--- Available records ---

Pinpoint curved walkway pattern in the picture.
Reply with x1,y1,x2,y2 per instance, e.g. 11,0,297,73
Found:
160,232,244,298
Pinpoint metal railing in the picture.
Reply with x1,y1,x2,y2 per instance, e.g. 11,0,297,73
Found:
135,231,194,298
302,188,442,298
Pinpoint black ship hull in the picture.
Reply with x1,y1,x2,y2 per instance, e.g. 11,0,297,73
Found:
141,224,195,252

---
--- Available records ---

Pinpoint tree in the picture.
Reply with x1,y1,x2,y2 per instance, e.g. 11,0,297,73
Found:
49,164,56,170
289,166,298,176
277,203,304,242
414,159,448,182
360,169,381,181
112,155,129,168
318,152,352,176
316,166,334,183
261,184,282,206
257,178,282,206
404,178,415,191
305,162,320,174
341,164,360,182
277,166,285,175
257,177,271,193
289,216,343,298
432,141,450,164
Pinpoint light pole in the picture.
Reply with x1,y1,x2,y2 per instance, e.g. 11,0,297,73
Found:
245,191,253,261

---

- Task goal: For each line of the listing that holds the word "Pinpoint", show that line.

- Answer to this task:
Pinpoint curved walkway pattern in the picture.
Pinpoint metal railing in the picture.
Pinpoint black ship hull in the picture.
Pinpoint tree in the picture.
Pinpoint light pole in the picture.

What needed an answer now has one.